- **Source passage**:
Nevertheless, in a judgement that remains controversial, Harrison was found guilty of infringing copyright law. He probably was not helped by his former band mate, John Lennon, saying:

"He must have known, you know. He's smarter than that ... George could have changed a few bars in that song and nobody could have even touched him ..."

"Could have changed a few bars ..."


It's not just popular music. Tchaikovsky based the opening theme of his piano concerto in B-flat major on the songs of blind beggars he'd heard in the Russian village of Kalemko. Vaughan Williams and Antonin Dvorak and Bela Bartok scoured the countryside as song collectors, incorporating borrowed melodies into their own compositions. An Alexander Borodin melody from his opera "Prince Igor" became the Tin Pan Alley tune "Stranger in Paradise."

In a 1916 edition of Green Book magazine (1909-1921) songwriter Irving Berlin wrote: "There has been a standing offer in Vienna, holding a large prize, to anyone who can write eight bars of original music. The offer has been up for over twenty-five years. Thousands of compositions have been submitted, but all of them have been traced back to some other melody."

Berlin continued, "Our work is to connect the old (musical) phrases in a new way ..."

Anything we create is built upon something previous. The initial aim of copyright law was to give people an incentive to create, and then to return that creation to the common ground for others to build upon. Everything is based on something that went before, and so everything belongs to our commonality. Creative people will create. That's the nature of things. Copyright is useful in providing them with income. Extend copyright restrictions too long, though, and it can stultify the creative process. (Present copyright laws are responses to corporate, not individual or public, needs.)

Which brings us back to the beginning of this entry. That someone found a link between a song Bob Dylan recorded and another song ... well, that's music. That's love and theft.

Tuesday, June 25, 2019

Betty Boop & St. James Infirmary (1933)

From Betty Boop's "Snow White" with
Koko the Clown (aka Cab Calloway)
A reader recently reminded me of Betty Boop and St. James Infirmary.

Back in the 1930s, because of his contributions to the animation department at Fleischer Studios, cartoonist Roland Crandall was given free reign to develop his own notion of a cartoon story. He chose the tale of Snow White (the title of his creation) and, working alone for six months, single-handedly drew and formatted a seven-minute fable of delirious invention. In those days each frame of the film had to be drawn by hand, so it was a most intense process.

The soundtrack was a Cab Calloway version of SJI.

For parts of the film Crandall drew over rotoscopes of Cab Calloway, in order to capture Calloway's idiosyncratic dance moves for Koko the clown - and the ghost that the witch turned Koko into. (There can be no doubt that Michael Jackson closely studied Calloway's moves.)

In 1994 Crandall's Snow White was voted into 19th place of the greatest cartoons of all time by cartoon animators. The Library of Congress, that year, selected it for preservation in the national film registry. The film is now in the public domain.

- **Data supplied**:
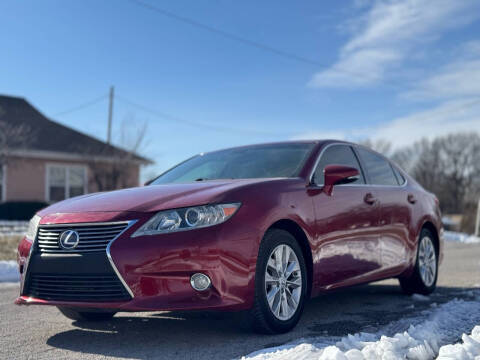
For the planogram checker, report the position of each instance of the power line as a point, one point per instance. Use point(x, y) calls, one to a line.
point(81, 106)
point(201, 125)
point(256, 44)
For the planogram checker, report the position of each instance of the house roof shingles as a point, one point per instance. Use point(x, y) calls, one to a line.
point(47, 135)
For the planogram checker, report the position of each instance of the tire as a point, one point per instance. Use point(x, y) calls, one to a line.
point(418, 283)
point(262, 316)
point(86, 315)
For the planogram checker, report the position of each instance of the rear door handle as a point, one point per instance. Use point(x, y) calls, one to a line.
point(370, 199)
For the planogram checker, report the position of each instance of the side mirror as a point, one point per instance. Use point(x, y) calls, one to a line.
point(148, 182)
point(338, 174)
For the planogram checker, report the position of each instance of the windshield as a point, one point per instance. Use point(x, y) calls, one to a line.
point(262, 161)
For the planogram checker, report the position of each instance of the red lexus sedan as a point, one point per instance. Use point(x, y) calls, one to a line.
point(259, 228)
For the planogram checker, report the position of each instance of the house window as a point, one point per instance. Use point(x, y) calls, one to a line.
point(65, 182)
point(3, 182)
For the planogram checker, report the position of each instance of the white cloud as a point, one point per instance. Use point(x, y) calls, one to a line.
point(459, 78)
point(388, 33)
point(451, 117)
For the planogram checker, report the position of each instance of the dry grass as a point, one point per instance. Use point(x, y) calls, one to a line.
point(8, 246)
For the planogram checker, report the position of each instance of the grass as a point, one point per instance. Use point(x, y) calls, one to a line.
point(8, 247)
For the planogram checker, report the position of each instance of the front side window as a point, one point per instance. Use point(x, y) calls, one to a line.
point(65, 182)
point(337, 155)
point(261, 161)
point(2, 182)
point(379, 170)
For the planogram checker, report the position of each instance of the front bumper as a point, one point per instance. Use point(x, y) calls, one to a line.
point(155, 270)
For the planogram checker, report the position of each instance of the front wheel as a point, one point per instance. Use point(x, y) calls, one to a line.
point(280, 283)
point(423, 280)
point(86, 315)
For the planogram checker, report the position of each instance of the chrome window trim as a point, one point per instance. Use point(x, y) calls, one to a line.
point(310, 178)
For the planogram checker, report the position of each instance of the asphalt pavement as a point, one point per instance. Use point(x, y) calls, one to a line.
point(41, 332)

- **Exercise requirements**:
1. From the passage on music and copyright, set down the text between "In 1994 Crandall's" and "the public domain.", inclusive.
2. Resume the passage on music and copyright, writing on from its final sentence.

- **Task responses**:
1.
In 1994 Crandall's Snow White was voted into 19th place of the greatest cartoons of all time by cartoon animators. The Library of Congress, that year, selected it for preservation in the national film registry. The film is now in the public domain.

2.
In 1999 the White Stripes started their adventurous interpretation of St. James Infirmary with the exclamation "Oh, Koko!"

If you are drawn in, you can find some pretty interesting stuff by visiting Rob Walker's (unfortunately now defunct but hopefully to be resurrected) blog NO Notes and entering "Betty Boop" in the search rectangle. Rob was/is fascinated by this bit of cinema, as am I.

The wild imagination of Roland Crandall. Mysterious, analogical, weird.

(Click on the video to take you to the proper framing at YouTube.)


Saturday, April 7, 2018

Irving Mills sings (with Jack Pettis And His Pets) 1928


Irving Mills
Correspondent Beverly Mills Keys sent a link to a song in which Irving Mills is the vocalist. Historically, of course, Mills was not known as a singer - although he did contribute to a few recordings, including some by Duke Ellington. Mills is better remembered as an entrepreneur who managed many artists in the 1920s and 1930s, including Duke Ellington and Cab Calloway. In the realm of the song St. James Infirmary, of course, he was - as Joe Primrose - an alleged composer.

Therein lies another story.

Irving Mills is a central character in my tale of St. James Infirmary. So it is good to actually hear his voice.

Jack Pettis
Below is the YouTube video Beverly Mills Keys sent to me, a 1928 recording by Jack Pettis and His Pets. For this song Irving Mills assumed the pseudonym of Erwin McGee. In other records he sang as Sonny Smith, Goody Goodwin, and so on. The pseudonyms were sometimes necessary, as he often recorded with predominantly black musicians; racially mixed performing groups could be, uhm, difficult in those times. (Mills, to his credit, was one of the first to record racially integrated bands.)

Pettis, though, was Caucasian, as were the members of his bands; an innovative saxophonist, he recorded occasionally with Mills' "Hotsy Totsy Gang" alongside such youngsters as Tommy Dorsey, Benny Goodman, Jack Teagarden, Gene Krupa ...  all soon to become among the biggest names in jazz/pop music. Mills had an uncanny way of recognizing talent.

You can read more about Jack Pettis here.

It is likely that Mills was managing Pettis when this record was made. "Baby" was written by two of Mills' stable of songwriters, early in their careers, Dorothy Fields and Jimmy McHugh. Both were eventually inducted into the songwriters hall of fame.

Mills' vocal comes in at about 58 seconds.

Thursday, August 3, 2017

SJI on Ukulele

While researching the book I Went Down to St. James Infirmary, I collected quite a few sheet music scores for popular songs of the 1920s and 1930s. All contained the piano score, and most included the chords for ukulele accompaniment. None of this sheet music refers to guitar accompaniment.

The ukulele is a relatively recent creation, Hawaiian in origin, it probably developed in the late nineteenth century - although with precedents in the Portuguese machete, which is probably related to the European lute (dating back about 800 years), which is probably related to the Arabic oud (dating back thousands of years) ... and so on.

It's doubtlessly a truism, but it bears reiterating: everything - including musical instruments and musical composition - is related to something that came before.

Following concerts in the U.S. by some Hawaiian bands, the ukulele became intensely popular in the early years of the jazz era. So, whether the sheet music was for  Phil Baxter's "I'm a Ding Dong Daddy from Dumas," or Cab Calloway's "Minnie the Moocher," or "St. James Infirmary," it was likely to have the ukulele chords included.

Now, what does SJI sound like as played on ukulele?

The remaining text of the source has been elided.